Stored data entries
========================================================================

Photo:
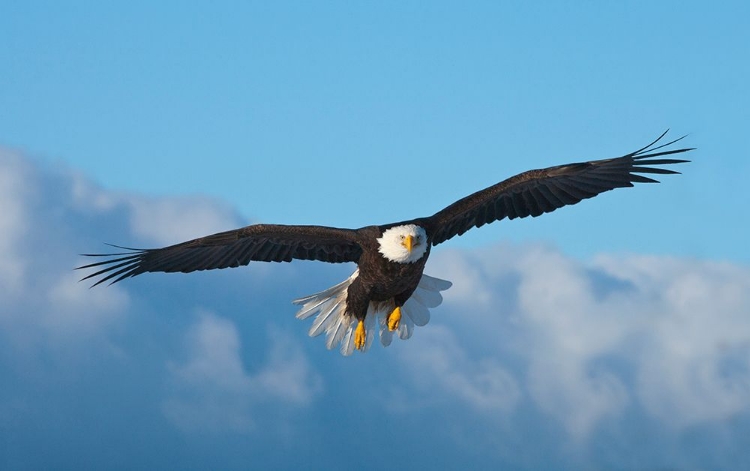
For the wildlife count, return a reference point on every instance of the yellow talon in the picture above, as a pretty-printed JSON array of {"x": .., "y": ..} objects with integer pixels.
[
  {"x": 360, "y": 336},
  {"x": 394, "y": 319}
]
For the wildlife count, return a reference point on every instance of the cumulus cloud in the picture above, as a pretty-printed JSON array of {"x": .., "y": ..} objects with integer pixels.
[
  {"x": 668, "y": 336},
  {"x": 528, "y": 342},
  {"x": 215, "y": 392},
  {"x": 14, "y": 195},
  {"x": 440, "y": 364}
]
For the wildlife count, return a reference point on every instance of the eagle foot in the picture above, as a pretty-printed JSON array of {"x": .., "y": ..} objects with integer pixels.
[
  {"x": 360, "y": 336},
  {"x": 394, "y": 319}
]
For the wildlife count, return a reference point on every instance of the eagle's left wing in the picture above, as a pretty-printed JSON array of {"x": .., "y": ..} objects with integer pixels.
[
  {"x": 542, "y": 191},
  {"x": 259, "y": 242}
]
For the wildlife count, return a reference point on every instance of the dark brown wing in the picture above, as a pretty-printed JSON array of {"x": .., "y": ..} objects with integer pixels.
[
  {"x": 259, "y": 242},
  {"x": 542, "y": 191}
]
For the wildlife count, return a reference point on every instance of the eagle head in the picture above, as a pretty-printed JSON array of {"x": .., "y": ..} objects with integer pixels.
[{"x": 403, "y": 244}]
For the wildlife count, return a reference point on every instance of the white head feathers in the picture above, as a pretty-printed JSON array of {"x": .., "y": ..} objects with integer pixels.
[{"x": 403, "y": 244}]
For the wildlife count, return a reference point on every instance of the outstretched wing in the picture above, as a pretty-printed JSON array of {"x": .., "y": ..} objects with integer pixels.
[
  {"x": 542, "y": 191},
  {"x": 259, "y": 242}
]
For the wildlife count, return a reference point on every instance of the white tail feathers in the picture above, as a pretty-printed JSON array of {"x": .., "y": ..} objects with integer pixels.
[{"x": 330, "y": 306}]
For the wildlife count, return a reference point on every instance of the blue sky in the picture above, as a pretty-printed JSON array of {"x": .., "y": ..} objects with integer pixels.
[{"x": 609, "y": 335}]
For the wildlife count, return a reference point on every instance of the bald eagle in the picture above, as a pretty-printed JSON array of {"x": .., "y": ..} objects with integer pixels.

========================================================================

** Your instructions **
Print the records word for word and exclude any picture they hold.

** Complete output **
Photo:
For the wildlife count, return a reference point on every instance of the yellow talon in the picture above, as a pretty-printed JSON array of {"x": .., "y": ..} objects with integer pixels.
[
  {"x": 360, "y": 336},
  {"x": 394, "y": 319}
]
For the wildlife count, return a reference point on every instance of the cumulus cloud in the picture above, as a pretty-printed JSON array of {"x": .., "y": ..} objects with integer pixels.
[
  {"x": 668, "y": 336},
  {"x": 528, "y": 342},
  {"x": 215, "y": 392},
  {"x": 14, "y": 195},
  {"x": 440, "y": 364}
]
For the wildlife count, return a reference point on every instance of the eagle foot in the picture above, as a pretty-printed JSON array of {"x": .., "y": ..} objects with integer pixels.
[
  {"x": 360, "y": 336},
  {"x": 394, "y": 319}
]
For the wildlife count, return a reference point on every instance of the eagle's left wing in the picture above, as a pretty-printed JSON array of {"x": .., "y": ..} objects with integer pixels.
[
  {"x": 542, "y": 191},
  {"x": 259, "y": 242}
]
For the wildlife count, return a reference point on every instance of the dark brown wing in the picture above, as a pretty-printed JSON array of {"x": .., "y": ..} objects with integer pixels.
[
  {"x": 259, "y": 242},
  {"x": 542, "y": 191}
]
For the wildlife count, return a reference point on every instance of the eagle head in the picture above, as a pretty-printed JSON array of {"x": .., "y": ..} objects with integer pixels.
[{"x": 403, "y": 244}]
For the wildlife count, return a reference point on every instance of the white head feathers in the picture above, as a pretty-printed JSON array of {"x": .., "y": ..} objects with integer pixels.
[{"x": 403, "y": 244}]
For the wildlife count, return a reference point on every instance of the outstretched wing in the picture above, as a pretty-printed JSON array of {"x": .., "y": ..} objects with integer pixels.
[
  {"x": 542, "y": 191},
  {"x": 259, "y": 242}
]
For the wildlife count, return a reference point on every instance of the white tail feathers in the picture above, as a pretty-printed JSON array of {"x": .., "y": ..} objects with integer pixels.
[{"x": 330, "y": 306}]
For the wildlife count, return a reference point on every instance of the blue sky in the picture above, as a pretty-printed JSON array of {"x": .., "y": ..} objects with integer pixels.
[{"x": 609, "y": 335}]
For the wildlife count, return a reference point on every instance of the bald eagle in the picture above, as a pretty-printed JSON array of {"x": .., "y": ..} objects with integer pixels.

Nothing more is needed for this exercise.